Material supplied:
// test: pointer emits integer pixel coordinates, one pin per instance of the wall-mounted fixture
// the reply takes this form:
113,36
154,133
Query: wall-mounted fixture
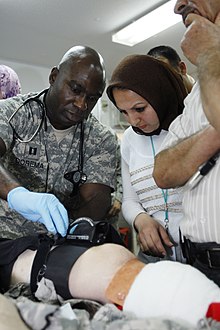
147,26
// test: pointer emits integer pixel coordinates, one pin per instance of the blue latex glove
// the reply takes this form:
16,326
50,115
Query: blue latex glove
41,207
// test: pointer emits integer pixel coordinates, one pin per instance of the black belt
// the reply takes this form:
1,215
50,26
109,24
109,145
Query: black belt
206,253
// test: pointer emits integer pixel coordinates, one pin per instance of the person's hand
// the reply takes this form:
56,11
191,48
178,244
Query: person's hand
115,209
200,37
152,236
39,207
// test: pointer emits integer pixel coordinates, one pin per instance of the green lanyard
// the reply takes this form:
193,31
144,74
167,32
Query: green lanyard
164,192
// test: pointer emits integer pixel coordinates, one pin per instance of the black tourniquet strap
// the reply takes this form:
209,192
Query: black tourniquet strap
40,260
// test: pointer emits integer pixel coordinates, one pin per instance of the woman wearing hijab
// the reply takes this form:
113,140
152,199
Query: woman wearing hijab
9,82
150,96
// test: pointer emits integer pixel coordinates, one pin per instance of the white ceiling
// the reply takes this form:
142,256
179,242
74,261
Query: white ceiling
38,32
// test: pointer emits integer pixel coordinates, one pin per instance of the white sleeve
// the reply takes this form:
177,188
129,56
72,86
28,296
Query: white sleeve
189,122
131,206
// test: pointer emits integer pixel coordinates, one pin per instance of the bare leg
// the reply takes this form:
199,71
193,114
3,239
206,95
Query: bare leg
93,271
22,267
89,276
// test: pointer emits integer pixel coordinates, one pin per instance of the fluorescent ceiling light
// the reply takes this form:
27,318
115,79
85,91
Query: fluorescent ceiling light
147,26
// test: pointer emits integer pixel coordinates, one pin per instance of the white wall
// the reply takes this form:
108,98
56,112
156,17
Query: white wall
32,78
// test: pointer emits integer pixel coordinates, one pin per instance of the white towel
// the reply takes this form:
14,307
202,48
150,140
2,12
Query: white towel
171,290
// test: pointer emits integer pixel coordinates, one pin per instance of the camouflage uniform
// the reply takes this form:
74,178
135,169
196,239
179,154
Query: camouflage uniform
40,164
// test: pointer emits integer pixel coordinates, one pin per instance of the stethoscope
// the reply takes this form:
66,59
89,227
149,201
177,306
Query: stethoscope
76,177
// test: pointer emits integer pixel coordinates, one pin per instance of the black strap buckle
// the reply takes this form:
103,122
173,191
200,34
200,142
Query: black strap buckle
39,264
211,258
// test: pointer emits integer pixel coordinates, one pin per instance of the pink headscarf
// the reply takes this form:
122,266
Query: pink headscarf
9,82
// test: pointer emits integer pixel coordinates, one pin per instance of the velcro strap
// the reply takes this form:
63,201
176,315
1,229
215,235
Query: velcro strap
40,260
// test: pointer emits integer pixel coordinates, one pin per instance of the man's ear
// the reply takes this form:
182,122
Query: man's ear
53,74
182,67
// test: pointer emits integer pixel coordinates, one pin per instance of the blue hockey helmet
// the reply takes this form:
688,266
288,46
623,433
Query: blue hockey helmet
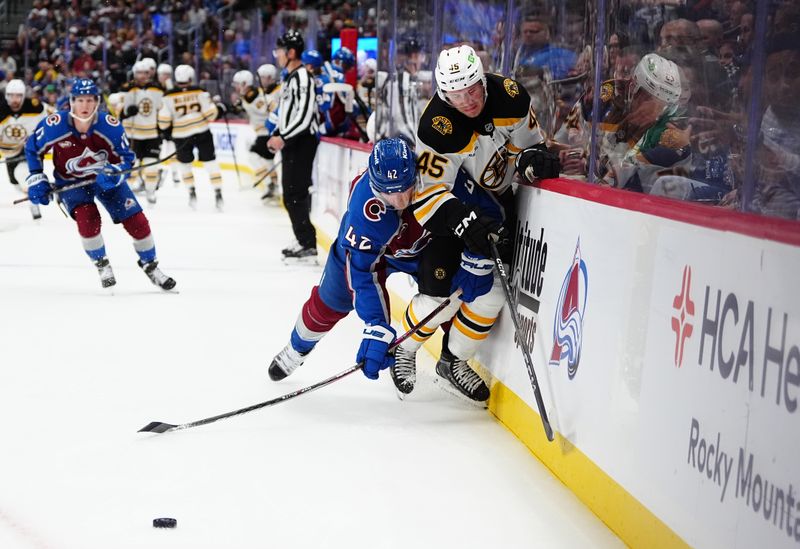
392,166
84,86
312,57
344,57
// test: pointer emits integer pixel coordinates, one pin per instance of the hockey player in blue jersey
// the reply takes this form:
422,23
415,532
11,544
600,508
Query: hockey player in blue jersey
91,147
378,236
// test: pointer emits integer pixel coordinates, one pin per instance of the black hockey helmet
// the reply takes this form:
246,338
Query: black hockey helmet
292,39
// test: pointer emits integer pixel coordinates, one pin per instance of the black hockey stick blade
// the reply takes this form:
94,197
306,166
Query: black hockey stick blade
157,427
526,355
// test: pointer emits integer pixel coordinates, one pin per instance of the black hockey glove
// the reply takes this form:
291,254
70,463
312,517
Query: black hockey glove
538,163
476,230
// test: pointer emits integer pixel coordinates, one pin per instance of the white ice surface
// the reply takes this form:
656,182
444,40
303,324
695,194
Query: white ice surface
347,466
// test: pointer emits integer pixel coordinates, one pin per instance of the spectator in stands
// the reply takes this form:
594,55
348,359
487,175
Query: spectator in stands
537,51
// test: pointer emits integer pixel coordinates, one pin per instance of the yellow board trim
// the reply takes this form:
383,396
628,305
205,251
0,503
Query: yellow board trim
624,515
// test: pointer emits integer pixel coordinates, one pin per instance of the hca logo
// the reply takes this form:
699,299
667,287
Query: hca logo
684,312
568,322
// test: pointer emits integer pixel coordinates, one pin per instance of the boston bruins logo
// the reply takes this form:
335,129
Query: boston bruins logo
442,125
15,133
511,87
145,107
495,171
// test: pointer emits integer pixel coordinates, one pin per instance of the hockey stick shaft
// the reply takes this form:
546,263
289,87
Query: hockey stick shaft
523,345
59,190
160,427
233,149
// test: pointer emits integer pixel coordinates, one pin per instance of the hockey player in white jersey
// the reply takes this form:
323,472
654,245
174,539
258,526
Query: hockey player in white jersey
268,77
142,102
478,123
185,116
18,119
164,76
254,104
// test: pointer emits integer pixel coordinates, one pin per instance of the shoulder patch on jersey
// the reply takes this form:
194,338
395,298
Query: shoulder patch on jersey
442,125
511,87
374,209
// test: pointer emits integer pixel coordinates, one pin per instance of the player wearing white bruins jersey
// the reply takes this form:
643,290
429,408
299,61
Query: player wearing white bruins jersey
185,115
18,119
143,100
478,124
256,106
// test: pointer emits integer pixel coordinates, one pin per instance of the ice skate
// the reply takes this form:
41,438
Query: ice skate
404,371
285,362
106,274
300,255
461,377
192,198
156,276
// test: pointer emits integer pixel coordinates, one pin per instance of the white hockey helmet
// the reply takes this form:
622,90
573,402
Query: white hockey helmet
15,87
243,78
268,71
457,69
149,64
659,77
184,75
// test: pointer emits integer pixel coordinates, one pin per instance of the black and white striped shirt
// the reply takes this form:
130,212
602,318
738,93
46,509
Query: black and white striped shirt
298,106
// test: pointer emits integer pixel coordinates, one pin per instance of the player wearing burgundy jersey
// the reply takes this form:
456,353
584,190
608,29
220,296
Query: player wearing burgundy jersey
91,155
379,235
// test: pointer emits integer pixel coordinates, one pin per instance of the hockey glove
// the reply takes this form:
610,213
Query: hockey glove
474,276
538,163
374,350
475,230
38,188
110,177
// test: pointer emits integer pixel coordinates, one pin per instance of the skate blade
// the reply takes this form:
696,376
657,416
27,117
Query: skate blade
447,387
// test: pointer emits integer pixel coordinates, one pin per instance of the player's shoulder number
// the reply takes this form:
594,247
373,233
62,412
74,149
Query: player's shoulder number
431,164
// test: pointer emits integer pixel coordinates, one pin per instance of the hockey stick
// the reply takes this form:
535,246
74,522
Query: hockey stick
59,190
526,355
159,427
266,175
233,149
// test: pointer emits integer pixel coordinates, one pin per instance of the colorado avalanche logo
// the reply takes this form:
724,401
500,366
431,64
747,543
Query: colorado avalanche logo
568,322
374,209
89,162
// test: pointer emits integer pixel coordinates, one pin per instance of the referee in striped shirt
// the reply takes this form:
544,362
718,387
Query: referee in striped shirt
296,138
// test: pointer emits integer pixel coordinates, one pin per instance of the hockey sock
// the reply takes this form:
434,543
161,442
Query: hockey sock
214,173
315,320
139,228
186,174
419,308
88,219
473,321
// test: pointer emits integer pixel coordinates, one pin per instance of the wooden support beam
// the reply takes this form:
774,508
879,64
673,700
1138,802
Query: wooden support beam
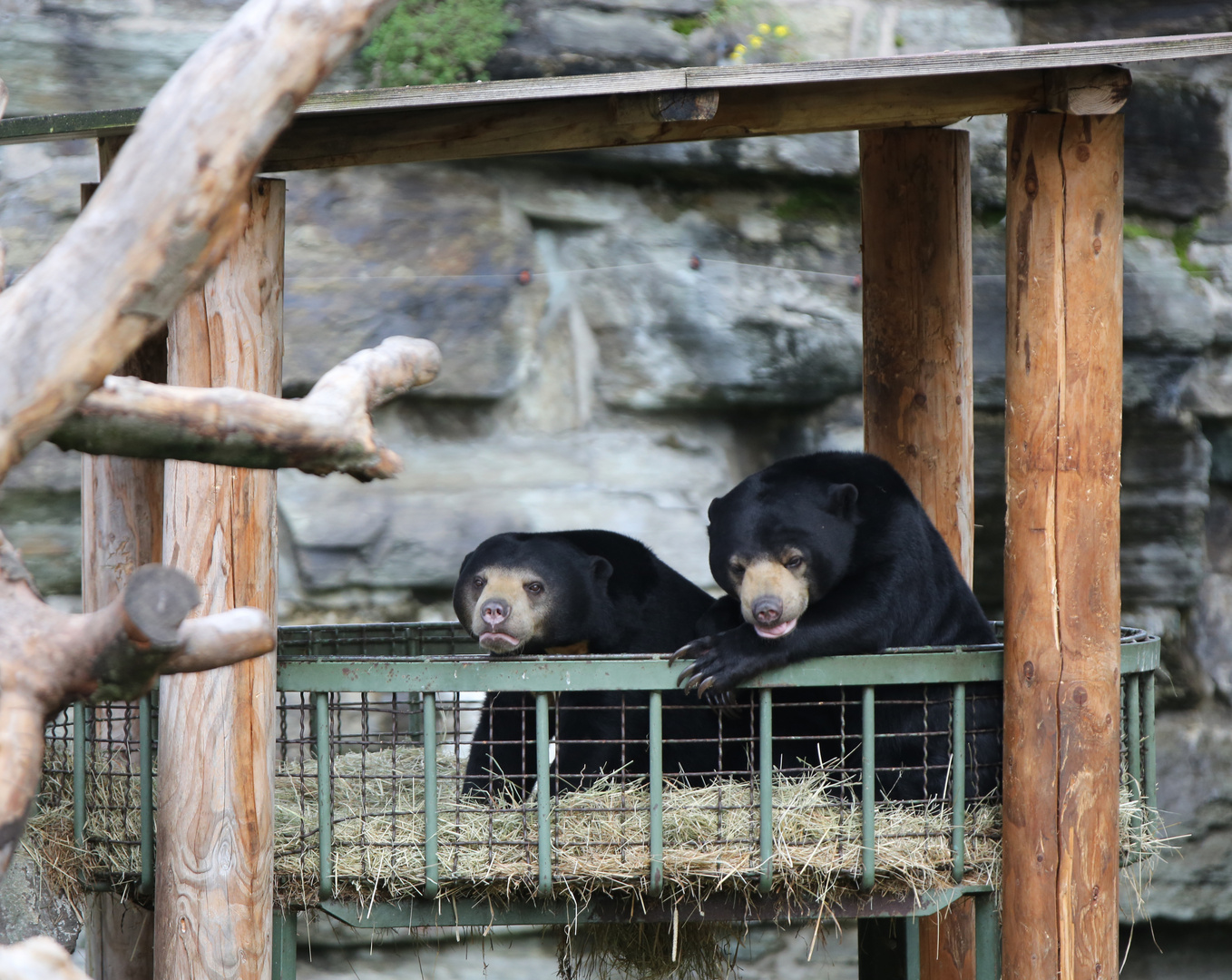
464,131
121,530
214,879
1062,545
915,226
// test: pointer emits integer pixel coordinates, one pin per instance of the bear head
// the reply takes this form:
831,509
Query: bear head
780,542
531,592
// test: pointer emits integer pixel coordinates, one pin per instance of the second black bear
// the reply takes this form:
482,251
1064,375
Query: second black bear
568,593
826,555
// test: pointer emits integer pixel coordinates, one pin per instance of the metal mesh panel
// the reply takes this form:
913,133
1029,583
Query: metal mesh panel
395,828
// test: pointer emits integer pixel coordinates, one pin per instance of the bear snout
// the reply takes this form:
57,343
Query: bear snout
495,612
767,609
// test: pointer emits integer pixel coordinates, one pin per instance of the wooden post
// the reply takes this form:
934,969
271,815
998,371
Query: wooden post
915,227
214,891
1062,545
121,530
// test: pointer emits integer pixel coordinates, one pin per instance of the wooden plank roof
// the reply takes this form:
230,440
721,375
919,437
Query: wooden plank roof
681,103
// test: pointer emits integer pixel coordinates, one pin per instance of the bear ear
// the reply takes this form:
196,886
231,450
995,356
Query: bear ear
843,498
601,570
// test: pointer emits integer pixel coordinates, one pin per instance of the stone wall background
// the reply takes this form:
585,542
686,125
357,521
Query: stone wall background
625,388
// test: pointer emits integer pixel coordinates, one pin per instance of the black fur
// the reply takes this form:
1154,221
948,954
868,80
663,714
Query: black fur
881,576
619,598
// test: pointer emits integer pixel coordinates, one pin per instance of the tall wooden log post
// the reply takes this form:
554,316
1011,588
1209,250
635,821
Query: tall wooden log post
121,530
915,226
214,886
1062,545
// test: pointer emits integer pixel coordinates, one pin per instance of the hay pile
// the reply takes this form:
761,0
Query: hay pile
601,836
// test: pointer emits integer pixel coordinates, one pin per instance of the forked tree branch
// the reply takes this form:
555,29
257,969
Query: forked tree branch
328,430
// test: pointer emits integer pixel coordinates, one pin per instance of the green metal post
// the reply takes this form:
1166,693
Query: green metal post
79,774
987,937
431,868
543,793
145,760
656,736
1149,764
867,778
284,959
324,795
959,829
765,784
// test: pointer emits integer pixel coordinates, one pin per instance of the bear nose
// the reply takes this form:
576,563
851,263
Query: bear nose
767,609
495,612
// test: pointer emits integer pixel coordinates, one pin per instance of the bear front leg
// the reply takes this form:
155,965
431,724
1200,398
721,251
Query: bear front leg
503,747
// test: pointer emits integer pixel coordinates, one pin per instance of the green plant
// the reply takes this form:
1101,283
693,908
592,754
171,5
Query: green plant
433,42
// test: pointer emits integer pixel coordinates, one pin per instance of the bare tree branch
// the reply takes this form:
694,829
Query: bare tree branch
168,210
49,659
328,430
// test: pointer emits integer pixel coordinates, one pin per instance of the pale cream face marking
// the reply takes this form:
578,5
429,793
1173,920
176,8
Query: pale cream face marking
527,611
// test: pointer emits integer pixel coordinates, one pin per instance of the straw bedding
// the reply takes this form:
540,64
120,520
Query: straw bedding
601,836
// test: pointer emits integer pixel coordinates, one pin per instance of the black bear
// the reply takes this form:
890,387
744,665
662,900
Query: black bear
826,555
571,593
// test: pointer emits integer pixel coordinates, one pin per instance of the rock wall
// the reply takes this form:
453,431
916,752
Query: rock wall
692,313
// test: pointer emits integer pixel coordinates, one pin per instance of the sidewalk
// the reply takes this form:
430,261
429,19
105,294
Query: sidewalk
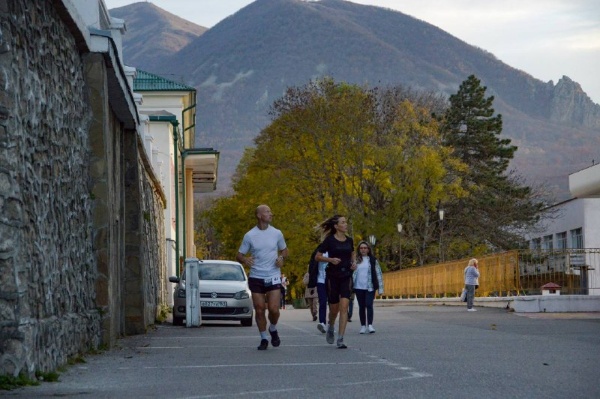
415,352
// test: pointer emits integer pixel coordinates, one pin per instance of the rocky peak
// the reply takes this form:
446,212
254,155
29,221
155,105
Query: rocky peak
572,106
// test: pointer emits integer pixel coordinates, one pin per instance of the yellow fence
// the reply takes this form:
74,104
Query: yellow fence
499,276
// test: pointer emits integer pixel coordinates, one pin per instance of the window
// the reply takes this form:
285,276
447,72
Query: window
561,240
547,243
577,239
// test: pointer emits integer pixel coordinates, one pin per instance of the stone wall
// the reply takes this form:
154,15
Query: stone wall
67,209
47,265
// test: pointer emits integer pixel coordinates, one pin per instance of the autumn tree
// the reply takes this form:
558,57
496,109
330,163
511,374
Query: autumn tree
328,150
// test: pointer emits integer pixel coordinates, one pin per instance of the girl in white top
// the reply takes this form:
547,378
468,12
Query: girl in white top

Required action: Take from the listing above each line that contains the string "girl".

Problem solution:
// test: pointer emits integer pixel coordinates, one pin per instance of the girl in white top
Query: girl in white top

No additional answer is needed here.